Consignes: Dans la page, recopiez sans rien modifier tout ce qui va de « La société EPTA FRANCE conteste ensuite » jusqu'à « le premier juge. » inclus.

Après un rappel des règles applicables en matière de charge de la preuve, la société EPTA FRANCE conteste en premier lieu la réalité de l'engagement syndical de Monsieur [G] [E] qui n'a été titulaire d'aucun mandat de 1985 à 2010, soit pendant une durée de 25 ans au cours de laquelle non seulement il ne peut se prévaloir de l'exercice du moindre mandat, mais pas même d'une adhésion ou activité syndicale, dont l'employeur aurait pu avoir connaissance.

La société EPTA FRANCE conteste ensuite toute corrélation entre le ralentissement allégué de la carrière de Monsieur [G] [E] et cet engagement, qui ne serait pas démontré par le tableau que produit le salarié lui-même, et dont l'employeur soutient qu'il est dépourvu de pertinence. Il en va de même des deux panels établis par Monsieur [G] [E] à partir des pièces fournies par l'employeur, qui seraient, selon ce dernier, contestables et n'auraient pas été analysés par le premier juge.

Il ajoute que le coefficient atteint par le salarié au moment de la demande était supérieur à celui qui aurait été le sien par application de la Convention collective de la métallurgie et que le salarié a bénéficié d'augmentations de salaire individuelles. Il rappelle qu'en 2003, les difficultés de l'entreprise étaient réelles qu'elles ont imposé un plan de réorganisation de l'entreprise qui n'a pas touché que Monsieur [G] [E]. Quant à la formation suivie en 1985, à la demande du salarié, l'employeur n'avait pas connaissance de son contenu et Monsieur [G] [E] ne démontre pas l'impact qu'elle aurait pu avoir sur l'exercice de ses fonctions.

Il est vrai qu'à deux reprises le salarié a postulé pour occuper le poste de son supérieur hiérarchique, et que sa candidature n'a pas été retenue, cependant la disponibilité du poste ayant été diffusée, une sélection a été effectuée entre les postulants en regard de leurs profils respectifs, et sur la base de critères objectifs et adaptés. Or le premier juge s'est contenté de relever que Monsieur [G] [E] n'avait pas été retenu sur ces postes.

La société EPTA FRANCE fait enfin valoir que le comportement de Monsieur [G] [E] n'a cessé de se dégrader au fil des mois (agressivité provocations...)

Données fournies:
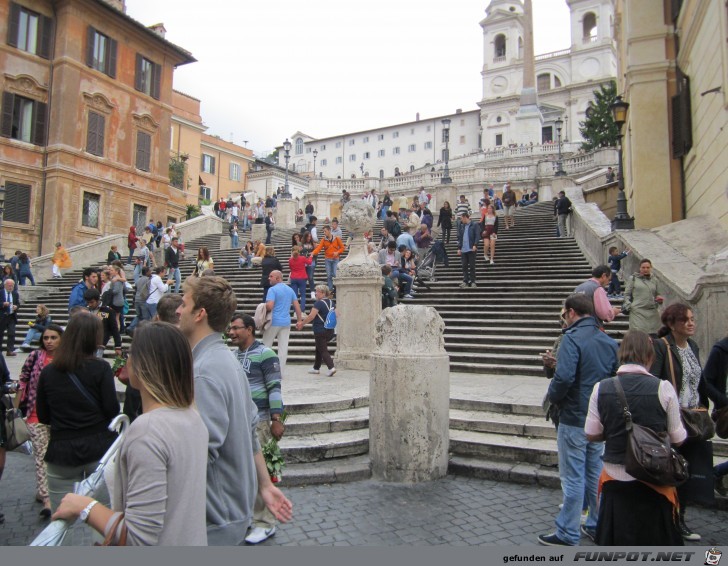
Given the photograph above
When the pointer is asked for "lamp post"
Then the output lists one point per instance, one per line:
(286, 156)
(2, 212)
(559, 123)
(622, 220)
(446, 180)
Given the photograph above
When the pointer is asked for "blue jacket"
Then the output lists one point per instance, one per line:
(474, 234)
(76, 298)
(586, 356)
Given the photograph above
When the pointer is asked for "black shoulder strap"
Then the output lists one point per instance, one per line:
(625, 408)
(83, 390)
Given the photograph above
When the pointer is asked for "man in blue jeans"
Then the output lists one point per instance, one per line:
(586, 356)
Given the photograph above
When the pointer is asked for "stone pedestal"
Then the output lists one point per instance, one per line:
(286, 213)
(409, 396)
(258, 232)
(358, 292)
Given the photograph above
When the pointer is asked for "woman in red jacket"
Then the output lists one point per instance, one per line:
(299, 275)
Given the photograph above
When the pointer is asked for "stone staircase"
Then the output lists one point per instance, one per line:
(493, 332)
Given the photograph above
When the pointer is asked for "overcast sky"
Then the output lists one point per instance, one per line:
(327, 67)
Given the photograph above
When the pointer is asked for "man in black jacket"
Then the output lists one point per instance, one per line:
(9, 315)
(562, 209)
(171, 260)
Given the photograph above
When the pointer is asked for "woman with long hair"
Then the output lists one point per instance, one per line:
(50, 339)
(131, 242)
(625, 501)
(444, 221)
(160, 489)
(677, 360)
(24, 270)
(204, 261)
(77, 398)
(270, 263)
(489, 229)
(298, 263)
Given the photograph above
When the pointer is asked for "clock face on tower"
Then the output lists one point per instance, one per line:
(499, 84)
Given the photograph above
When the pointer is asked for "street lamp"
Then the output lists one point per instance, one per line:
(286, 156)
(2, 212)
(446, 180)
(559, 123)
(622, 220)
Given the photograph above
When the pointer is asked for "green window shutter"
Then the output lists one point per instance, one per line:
...
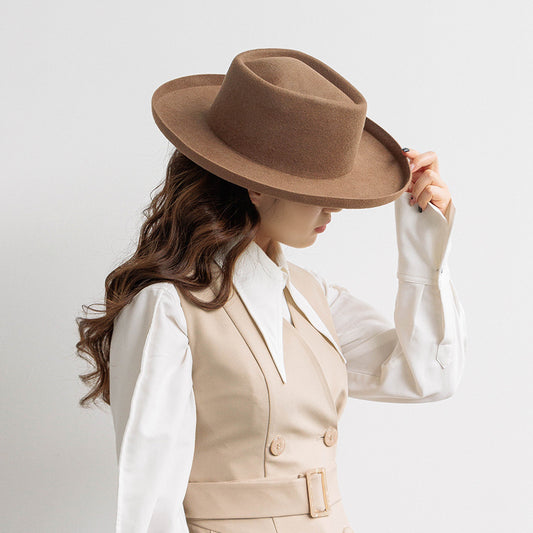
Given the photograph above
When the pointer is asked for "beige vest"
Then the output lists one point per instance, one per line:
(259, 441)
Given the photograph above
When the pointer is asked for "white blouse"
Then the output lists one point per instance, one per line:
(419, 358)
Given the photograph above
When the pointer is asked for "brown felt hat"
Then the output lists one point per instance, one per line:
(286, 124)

Résultat de l'exercice:
La société EPTA FRANCE conteste ensuite toute corrélation entre le ralentissement allégué de la carrière de Monsieur [G] [E] et cet engagement, qui ne serait pas démontré par le tableau que produit le salarié lui-même, et dont l'employeur soutient qu'il est dépourvu de pertinence. Il en va de même des deux panels établis par Monsieur [G] [E] à partir des pièces fournies par l'employeur, qui seraient, selon ce dernier, contestables et n'auraient pas été analysés par le premier juge.